TEXTAUSZUG:
>>>>>

Pro und contra High-Concept

23. November 2015 2 Kommentare

Die zweite Staffel „The Affair“ (Showtime, seit 2014) ist noch besser als die erste.

Das ist deshalb etwas besonderes, weil ich das Gimmick, mit dem Sarah Treem und Hagai Levi („In Treatment“) ihre Serie gepimpt haben, schon während der ersten Staffel schwierig fand: die Erzählweise, in zweimal einer halben Stunde dieselben Ereignisse mit den Augen der zwei Hauptprotagonisten, sprich: subjektiv zu erzählen. Ein Gimmick, dessen sich die Macher von „The Affair“ nurmehr sporadisch bedienen (gerade in der achten von zwölf Folgen wieder etwas mehr, weshalb ich vermutlich auch darauf aufmerksam geworden bin). Mittlerweile sind die Charaktere, die in der ersten Staffel je nach Perspektive mal mehr, mal weniger sympathisch waren, durch die Bank konsistenter, was die Serie zwar ein ganzes Stück weniger innovativ und experimentell macht, aber auch besser — weil man der Charakterentwicklung nun wieder leichter folgen kann, ohne sich dauernd fragen zu müssen, ob das, was man sieht, womöglich eben nur im Spiegel des Charakters selbst geschieht oder tatsächlich.

<<<<<

Datensätze aus einem Set zur Punktmarkierung

>>>>>

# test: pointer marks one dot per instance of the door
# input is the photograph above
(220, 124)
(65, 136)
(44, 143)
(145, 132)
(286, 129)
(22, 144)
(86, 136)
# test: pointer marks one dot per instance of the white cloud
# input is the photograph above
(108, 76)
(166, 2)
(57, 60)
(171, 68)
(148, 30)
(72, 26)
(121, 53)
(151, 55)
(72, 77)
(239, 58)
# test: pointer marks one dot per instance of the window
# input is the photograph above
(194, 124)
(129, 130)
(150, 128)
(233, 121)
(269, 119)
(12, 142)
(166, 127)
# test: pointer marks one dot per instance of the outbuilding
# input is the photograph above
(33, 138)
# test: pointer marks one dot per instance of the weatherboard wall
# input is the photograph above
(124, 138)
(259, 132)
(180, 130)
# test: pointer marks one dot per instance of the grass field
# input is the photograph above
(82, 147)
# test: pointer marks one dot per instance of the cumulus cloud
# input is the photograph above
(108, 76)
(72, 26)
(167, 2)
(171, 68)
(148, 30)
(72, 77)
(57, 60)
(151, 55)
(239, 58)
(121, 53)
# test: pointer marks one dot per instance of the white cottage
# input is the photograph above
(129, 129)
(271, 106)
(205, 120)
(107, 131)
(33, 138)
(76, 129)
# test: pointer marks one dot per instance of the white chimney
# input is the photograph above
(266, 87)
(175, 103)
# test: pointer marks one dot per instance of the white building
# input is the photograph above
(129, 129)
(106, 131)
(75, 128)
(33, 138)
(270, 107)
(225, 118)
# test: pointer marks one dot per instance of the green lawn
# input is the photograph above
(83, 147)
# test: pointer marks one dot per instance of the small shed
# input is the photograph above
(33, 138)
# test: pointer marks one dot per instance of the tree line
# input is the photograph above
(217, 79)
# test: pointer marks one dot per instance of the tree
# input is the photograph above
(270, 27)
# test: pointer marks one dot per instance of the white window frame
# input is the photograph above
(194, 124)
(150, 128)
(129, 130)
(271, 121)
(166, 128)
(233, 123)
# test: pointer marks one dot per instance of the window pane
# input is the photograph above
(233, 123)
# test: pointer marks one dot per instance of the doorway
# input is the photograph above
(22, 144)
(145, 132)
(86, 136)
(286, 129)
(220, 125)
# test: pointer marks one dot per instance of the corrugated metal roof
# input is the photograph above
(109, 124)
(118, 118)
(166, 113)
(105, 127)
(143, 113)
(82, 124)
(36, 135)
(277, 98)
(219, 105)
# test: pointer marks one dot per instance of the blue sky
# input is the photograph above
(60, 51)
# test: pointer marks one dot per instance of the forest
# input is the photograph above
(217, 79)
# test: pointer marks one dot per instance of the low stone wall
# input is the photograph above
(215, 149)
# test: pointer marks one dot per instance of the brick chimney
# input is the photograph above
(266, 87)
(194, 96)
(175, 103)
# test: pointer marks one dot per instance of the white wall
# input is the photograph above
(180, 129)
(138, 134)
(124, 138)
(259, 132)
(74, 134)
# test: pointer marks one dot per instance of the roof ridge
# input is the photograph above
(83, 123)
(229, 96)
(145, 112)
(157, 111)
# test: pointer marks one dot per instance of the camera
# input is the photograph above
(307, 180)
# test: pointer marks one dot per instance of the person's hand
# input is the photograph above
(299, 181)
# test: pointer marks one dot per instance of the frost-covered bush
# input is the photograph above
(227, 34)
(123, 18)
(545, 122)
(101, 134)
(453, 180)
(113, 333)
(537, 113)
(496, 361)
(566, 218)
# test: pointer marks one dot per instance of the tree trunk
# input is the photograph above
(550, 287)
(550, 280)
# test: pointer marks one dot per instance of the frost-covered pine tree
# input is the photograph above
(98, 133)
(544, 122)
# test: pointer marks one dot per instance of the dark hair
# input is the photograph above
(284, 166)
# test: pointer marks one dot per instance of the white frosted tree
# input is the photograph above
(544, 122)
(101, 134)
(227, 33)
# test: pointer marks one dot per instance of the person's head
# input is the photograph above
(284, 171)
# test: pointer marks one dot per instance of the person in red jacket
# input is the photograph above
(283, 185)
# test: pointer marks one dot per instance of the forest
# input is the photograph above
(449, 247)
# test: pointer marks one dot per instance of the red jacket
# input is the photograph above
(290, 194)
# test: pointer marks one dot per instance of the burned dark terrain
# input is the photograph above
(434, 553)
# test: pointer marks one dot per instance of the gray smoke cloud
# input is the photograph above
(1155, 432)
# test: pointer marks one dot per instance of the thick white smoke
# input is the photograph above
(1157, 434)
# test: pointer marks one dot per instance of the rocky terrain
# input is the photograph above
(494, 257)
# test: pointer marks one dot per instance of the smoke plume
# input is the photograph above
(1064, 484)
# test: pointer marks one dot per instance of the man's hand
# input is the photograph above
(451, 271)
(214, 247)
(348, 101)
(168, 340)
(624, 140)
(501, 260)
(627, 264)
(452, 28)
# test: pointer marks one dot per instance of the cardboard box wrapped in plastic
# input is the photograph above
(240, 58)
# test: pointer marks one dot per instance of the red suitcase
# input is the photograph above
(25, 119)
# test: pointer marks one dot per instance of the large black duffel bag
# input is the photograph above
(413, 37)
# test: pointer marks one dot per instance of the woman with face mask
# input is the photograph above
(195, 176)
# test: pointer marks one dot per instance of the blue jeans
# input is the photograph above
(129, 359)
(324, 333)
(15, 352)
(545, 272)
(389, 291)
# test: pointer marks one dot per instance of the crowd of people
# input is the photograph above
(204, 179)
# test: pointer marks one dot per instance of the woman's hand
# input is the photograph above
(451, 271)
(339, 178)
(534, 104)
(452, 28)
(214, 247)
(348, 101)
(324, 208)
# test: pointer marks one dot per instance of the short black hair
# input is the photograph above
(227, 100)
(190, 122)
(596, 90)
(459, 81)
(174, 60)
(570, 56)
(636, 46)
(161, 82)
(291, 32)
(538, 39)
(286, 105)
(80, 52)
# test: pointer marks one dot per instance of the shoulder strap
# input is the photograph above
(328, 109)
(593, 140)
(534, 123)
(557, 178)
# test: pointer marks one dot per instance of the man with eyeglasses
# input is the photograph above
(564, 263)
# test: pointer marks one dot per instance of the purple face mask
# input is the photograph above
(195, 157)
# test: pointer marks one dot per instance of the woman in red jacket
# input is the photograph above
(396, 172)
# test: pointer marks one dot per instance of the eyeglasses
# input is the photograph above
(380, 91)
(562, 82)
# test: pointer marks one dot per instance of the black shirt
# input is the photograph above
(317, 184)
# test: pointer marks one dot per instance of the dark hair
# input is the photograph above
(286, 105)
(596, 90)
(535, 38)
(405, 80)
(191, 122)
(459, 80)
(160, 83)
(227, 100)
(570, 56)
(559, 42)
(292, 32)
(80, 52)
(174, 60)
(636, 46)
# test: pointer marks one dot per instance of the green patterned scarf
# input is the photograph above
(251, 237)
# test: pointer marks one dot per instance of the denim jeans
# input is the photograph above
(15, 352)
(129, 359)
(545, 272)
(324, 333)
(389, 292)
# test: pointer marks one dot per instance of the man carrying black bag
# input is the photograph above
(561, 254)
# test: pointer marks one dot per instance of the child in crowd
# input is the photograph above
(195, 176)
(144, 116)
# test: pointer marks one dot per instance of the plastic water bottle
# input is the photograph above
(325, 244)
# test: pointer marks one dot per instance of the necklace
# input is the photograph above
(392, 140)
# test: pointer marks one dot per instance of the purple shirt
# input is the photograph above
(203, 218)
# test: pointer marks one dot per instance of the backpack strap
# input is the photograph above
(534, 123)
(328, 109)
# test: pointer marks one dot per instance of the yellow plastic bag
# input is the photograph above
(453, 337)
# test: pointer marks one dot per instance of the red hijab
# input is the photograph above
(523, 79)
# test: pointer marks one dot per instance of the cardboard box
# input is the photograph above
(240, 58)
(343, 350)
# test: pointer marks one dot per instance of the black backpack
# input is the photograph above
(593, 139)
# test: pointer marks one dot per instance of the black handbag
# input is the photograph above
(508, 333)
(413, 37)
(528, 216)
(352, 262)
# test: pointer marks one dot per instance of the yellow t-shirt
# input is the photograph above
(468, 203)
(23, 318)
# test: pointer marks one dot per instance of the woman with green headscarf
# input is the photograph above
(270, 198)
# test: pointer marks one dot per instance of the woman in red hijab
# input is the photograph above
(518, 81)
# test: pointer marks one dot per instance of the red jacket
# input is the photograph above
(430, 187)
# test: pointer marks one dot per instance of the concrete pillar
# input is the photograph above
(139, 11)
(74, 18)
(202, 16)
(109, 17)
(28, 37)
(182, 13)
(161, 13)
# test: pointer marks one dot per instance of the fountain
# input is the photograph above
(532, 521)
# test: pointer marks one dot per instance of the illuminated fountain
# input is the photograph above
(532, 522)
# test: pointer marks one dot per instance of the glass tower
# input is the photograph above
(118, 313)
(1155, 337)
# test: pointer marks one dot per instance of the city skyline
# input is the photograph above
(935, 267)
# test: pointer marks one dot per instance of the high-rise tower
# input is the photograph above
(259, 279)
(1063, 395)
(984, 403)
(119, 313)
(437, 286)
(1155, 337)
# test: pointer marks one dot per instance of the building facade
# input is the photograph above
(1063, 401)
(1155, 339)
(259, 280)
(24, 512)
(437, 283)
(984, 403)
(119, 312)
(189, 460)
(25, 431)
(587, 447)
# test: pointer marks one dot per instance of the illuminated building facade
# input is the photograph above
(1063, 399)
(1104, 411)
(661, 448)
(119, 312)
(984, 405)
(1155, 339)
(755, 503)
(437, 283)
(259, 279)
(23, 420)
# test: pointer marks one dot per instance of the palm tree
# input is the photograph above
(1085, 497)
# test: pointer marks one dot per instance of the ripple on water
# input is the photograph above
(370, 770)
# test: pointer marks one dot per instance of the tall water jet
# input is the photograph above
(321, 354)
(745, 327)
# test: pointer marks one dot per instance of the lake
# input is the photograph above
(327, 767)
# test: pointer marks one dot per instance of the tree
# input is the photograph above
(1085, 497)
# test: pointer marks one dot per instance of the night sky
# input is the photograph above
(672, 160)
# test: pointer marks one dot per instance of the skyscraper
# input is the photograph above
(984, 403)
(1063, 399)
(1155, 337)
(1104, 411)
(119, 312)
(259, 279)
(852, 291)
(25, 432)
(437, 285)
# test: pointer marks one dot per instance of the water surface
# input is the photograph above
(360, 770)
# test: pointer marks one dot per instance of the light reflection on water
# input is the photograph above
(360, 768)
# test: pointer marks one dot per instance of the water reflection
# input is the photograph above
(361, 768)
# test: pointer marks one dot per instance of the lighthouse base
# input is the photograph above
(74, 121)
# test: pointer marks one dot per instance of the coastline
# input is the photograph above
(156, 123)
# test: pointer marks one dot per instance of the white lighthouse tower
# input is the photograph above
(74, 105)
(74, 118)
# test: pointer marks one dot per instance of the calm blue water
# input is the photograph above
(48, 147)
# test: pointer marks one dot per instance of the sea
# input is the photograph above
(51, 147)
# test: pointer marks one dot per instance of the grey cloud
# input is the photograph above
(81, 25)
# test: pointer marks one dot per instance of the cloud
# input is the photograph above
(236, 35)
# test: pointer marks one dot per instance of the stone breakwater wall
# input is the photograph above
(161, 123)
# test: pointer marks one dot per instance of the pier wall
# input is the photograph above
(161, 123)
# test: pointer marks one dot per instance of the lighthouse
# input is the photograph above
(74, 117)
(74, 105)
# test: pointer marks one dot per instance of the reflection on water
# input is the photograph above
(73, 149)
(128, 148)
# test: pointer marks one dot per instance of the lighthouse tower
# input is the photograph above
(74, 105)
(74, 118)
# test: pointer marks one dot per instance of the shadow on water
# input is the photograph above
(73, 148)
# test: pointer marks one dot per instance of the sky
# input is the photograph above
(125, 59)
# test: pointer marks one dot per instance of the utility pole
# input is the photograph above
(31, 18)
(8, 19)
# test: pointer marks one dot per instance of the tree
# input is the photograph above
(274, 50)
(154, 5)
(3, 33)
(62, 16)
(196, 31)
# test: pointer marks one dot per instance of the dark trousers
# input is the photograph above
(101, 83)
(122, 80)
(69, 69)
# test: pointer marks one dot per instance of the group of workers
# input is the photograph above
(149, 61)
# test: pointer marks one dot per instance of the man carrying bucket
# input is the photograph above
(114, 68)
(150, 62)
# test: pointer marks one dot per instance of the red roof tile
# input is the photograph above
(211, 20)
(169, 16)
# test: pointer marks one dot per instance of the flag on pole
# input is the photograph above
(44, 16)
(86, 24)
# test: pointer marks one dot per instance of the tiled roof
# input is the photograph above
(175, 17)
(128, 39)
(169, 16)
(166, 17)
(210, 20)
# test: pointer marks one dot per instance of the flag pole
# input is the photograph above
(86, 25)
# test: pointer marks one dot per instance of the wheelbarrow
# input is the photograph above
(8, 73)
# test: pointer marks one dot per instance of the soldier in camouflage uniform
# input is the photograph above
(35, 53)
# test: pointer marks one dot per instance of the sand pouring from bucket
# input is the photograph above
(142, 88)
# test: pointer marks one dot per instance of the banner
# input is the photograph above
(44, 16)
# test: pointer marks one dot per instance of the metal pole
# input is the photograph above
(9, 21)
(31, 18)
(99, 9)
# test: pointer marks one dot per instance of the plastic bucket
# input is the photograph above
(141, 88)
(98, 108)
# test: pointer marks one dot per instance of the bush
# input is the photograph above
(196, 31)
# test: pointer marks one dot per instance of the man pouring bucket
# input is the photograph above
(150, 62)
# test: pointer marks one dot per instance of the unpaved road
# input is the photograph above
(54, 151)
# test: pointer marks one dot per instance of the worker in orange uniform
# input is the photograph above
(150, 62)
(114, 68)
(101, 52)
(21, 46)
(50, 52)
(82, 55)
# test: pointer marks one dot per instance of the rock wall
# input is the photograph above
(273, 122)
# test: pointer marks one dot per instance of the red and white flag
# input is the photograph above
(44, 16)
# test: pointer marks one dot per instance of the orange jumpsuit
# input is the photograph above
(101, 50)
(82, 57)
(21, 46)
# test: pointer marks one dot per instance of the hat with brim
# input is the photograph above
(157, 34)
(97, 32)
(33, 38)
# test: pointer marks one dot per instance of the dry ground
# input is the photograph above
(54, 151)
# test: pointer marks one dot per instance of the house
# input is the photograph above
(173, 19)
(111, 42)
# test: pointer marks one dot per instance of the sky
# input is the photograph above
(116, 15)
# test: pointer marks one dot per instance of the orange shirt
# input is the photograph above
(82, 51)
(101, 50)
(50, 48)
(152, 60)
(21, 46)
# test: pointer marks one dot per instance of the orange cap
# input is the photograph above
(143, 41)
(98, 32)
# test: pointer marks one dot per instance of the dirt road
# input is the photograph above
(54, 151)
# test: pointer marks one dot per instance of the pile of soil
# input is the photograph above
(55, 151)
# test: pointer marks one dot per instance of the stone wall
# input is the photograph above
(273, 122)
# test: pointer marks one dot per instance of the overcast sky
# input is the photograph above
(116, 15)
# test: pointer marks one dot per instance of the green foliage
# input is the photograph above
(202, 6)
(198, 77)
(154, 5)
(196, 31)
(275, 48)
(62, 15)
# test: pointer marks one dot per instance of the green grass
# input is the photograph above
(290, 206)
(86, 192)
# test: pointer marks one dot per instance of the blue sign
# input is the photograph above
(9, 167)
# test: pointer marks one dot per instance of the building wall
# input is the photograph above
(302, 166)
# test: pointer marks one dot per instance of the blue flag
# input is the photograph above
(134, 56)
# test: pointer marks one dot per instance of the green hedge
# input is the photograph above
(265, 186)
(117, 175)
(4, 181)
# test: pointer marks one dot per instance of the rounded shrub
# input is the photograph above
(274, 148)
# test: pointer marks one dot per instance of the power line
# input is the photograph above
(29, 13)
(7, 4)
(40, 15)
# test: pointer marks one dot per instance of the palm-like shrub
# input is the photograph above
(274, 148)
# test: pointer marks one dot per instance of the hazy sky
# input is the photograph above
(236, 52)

<<<<<

ZU LÖSENDE AUFGABEN:
a - Stimmen diese Aussagen mit dem Textauszug überein? Antworte jeweils mit Ja oder Nein und zitiere die entscheidenden Worte wörtlich: (i) Die zweite Staffel von „The Affair“ ist besser als die erste. (ii) Die Macher setzen die Erzählweise aus zwei Blickwinkeln in der zweiten Staffel nur noch ab und zu ein. (iii) Die Serie ist inzwischen innovativer als zu Beginn.
b - Such alle Zeilen heraus, in denen das Wort „person“ vorkommt, und schreib sie ab.
Die Zeilen haben mit dem Textauszug nichts zu tun.

DIE ANTWORTEN:
a -
(i) Ja – „ist noch besser als die erste“
(ii) Ja – „nurmehr sporadisch bedienen“
(iii) Nein – „ein ganzes Stück weniger innovativ und experimentell“

b -
# test: pointer marks one dot per instance of the person's hand
# test: pointer marks one dot per instance of the person's head
# test: pointer marks one dot per instance of the person in red jacket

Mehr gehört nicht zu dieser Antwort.